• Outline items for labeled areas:
------------------------------------------------------------------------
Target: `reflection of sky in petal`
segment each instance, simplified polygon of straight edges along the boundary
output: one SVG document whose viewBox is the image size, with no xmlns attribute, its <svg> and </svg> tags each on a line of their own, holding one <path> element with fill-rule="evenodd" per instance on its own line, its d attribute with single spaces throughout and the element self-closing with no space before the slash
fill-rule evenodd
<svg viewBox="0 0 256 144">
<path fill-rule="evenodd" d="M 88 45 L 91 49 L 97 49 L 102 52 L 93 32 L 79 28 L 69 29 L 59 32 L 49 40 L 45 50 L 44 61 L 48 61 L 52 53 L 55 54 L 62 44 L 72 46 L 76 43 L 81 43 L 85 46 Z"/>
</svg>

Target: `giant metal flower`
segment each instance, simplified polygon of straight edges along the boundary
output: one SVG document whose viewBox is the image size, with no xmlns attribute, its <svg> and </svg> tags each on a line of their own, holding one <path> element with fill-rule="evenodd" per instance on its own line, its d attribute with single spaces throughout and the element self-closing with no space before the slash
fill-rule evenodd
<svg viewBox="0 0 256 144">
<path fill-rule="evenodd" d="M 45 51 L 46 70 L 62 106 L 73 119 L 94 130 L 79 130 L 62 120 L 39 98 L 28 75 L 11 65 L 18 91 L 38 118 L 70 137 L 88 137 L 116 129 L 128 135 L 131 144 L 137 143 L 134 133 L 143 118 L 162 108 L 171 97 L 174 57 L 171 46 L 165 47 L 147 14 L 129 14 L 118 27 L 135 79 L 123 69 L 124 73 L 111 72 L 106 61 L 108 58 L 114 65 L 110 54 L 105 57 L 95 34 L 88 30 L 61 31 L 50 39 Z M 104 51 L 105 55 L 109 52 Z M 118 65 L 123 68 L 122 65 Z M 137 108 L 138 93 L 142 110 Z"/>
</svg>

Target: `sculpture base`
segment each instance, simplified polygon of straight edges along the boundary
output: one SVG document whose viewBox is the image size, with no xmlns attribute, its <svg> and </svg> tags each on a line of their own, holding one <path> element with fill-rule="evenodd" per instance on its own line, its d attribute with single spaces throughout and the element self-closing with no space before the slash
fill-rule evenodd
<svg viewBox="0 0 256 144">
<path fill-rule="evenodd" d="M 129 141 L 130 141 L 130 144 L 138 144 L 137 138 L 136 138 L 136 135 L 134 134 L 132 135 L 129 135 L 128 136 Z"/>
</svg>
------------------------------------------------------------------------
• Problem details:
How many lines in the records above contain the string "Target", with case taken into account? Give only the number.

• Reply to the exercise:
3